SET EXERCISE —
Count how many lines in the entries below contain the string "window", treating uppercase and lowercase as different. Reply with the number alone.

MATERIAL FOR THE TASK —
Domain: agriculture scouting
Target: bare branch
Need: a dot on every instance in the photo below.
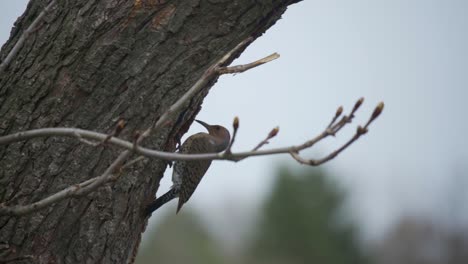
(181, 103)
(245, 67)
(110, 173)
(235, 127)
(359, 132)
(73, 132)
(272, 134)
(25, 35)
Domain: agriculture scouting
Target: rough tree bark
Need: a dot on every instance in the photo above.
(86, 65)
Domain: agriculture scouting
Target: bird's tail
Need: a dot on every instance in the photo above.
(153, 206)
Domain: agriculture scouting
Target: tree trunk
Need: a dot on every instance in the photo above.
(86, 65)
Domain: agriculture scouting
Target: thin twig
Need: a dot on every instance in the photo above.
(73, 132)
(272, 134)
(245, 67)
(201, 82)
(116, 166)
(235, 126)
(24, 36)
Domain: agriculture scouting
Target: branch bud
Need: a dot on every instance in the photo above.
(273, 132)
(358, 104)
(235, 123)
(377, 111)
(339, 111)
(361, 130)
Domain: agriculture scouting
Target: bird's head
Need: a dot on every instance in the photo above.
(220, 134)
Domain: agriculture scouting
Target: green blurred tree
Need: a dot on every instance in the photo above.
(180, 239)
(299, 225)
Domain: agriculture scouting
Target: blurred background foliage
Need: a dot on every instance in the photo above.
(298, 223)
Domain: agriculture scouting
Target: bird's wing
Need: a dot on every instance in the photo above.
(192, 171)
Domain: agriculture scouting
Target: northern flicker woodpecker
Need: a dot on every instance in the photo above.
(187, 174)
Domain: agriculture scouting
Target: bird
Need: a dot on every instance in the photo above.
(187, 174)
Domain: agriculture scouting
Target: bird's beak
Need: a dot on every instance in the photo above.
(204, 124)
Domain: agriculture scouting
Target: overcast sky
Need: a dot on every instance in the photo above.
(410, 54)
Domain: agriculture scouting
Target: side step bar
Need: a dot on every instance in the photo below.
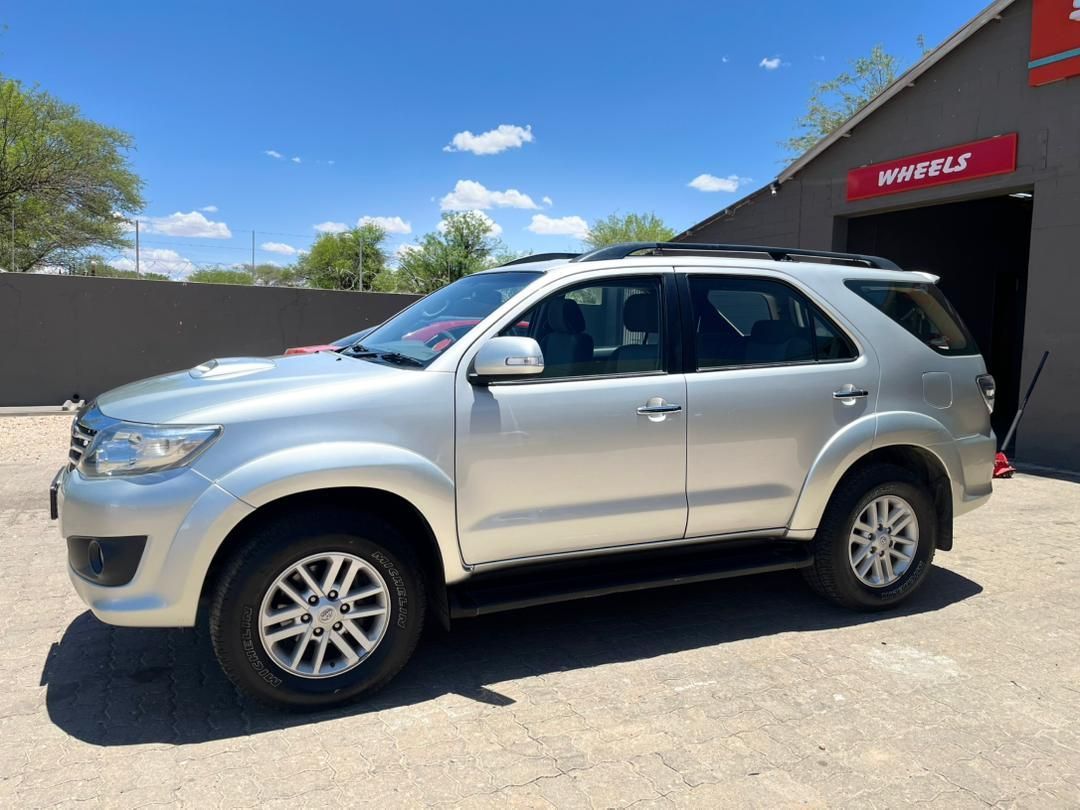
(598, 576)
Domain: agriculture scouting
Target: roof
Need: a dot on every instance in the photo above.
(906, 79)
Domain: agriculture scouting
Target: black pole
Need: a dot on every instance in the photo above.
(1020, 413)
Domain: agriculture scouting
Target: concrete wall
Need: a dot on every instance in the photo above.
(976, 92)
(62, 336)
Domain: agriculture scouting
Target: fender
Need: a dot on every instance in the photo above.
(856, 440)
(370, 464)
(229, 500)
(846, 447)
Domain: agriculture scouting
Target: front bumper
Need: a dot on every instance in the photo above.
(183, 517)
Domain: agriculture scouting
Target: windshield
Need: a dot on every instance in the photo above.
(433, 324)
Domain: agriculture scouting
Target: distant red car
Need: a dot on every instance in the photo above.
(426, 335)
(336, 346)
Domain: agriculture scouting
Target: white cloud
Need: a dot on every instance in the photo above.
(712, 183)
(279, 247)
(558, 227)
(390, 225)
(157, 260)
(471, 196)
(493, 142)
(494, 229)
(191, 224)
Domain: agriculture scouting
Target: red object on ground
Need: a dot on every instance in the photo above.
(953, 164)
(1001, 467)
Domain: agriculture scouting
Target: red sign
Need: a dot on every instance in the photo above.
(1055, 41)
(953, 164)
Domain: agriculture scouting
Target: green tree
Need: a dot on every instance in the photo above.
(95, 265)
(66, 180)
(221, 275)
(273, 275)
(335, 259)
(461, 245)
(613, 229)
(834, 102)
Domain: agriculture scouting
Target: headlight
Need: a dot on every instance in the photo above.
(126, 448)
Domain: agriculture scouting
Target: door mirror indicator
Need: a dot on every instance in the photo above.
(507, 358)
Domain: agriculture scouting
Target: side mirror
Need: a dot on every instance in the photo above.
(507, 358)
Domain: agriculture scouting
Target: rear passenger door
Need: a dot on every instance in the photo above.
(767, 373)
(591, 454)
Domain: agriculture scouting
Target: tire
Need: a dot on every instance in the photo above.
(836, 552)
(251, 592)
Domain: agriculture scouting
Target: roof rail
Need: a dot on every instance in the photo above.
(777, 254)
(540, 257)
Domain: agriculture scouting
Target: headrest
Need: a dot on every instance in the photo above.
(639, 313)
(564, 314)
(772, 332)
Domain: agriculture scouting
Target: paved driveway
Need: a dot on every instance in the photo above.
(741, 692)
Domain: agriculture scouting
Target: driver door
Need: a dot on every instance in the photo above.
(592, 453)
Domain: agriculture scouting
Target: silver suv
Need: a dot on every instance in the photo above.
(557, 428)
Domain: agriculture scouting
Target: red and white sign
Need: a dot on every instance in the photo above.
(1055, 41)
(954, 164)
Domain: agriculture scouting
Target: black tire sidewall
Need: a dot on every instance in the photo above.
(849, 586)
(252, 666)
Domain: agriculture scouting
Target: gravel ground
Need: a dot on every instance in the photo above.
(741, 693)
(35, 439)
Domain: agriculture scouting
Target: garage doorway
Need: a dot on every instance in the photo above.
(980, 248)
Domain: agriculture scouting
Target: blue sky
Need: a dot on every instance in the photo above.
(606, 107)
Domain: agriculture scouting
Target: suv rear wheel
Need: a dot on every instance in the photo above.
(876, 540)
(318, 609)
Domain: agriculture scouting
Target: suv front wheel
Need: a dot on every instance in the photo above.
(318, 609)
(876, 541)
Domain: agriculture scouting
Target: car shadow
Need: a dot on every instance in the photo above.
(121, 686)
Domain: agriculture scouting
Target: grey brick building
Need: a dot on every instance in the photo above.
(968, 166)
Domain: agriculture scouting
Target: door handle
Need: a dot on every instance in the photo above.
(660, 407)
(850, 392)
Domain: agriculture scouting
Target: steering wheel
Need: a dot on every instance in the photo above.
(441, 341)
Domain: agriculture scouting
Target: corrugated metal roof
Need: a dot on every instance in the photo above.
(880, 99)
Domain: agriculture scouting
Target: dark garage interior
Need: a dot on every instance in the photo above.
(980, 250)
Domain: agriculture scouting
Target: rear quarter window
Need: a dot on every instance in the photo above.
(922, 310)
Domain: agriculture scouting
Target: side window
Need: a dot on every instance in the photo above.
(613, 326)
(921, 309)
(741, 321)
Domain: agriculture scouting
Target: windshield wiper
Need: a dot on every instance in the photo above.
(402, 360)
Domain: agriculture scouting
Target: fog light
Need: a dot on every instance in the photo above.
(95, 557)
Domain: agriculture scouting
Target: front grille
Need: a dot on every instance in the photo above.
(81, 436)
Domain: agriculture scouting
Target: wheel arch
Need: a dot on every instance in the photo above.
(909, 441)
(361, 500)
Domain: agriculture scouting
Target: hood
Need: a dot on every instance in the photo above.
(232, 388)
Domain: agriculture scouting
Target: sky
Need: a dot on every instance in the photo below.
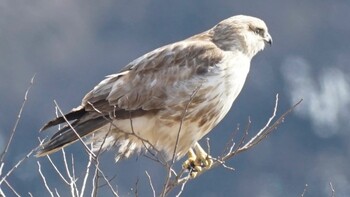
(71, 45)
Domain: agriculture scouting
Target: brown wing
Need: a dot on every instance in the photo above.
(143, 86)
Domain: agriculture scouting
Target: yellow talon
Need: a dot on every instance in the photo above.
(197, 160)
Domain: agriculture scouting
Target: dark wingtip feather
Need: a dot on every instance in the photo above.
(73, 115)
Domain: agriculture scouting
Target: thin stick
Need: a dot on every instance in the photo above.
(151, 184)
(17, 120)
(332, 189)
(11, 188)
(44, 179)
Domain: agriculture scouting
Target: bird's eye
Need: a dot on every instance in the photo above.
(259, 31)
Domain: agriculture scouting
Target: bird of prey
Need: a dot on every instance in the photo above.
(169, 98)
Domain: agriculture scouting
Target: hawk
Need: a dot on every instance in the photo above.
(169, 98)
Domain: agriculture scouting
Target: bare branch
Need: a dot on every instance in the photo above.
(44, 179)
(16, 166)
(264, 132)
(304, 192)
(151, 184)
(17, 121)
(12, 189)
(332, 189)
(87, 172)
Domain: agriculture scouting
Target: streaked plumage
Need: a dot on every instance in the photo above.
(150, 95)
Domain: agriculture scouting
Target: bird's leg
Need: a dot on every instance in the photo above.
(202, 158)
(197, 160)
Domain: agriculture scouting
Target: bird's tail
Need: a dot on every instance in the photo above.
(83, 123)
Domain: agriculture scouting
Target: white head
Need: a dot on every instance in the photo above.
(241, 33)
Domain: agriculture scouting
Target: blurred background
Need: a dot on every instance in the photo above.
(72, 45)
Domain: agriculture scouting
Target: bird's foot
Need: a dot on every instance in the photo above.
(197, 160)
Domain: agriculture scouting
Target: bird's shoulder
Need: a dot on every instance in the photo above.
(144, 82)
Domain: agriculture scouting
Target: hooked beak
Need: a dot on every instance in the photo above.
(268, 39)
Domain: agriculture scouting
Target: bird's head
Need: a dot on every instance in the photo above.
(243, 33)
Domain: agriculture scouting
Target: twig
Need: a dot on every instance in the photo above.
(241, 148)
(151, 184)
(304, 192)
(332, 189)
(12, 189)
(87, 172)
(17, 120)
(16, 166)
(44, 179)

SOLUTION BELOW —
2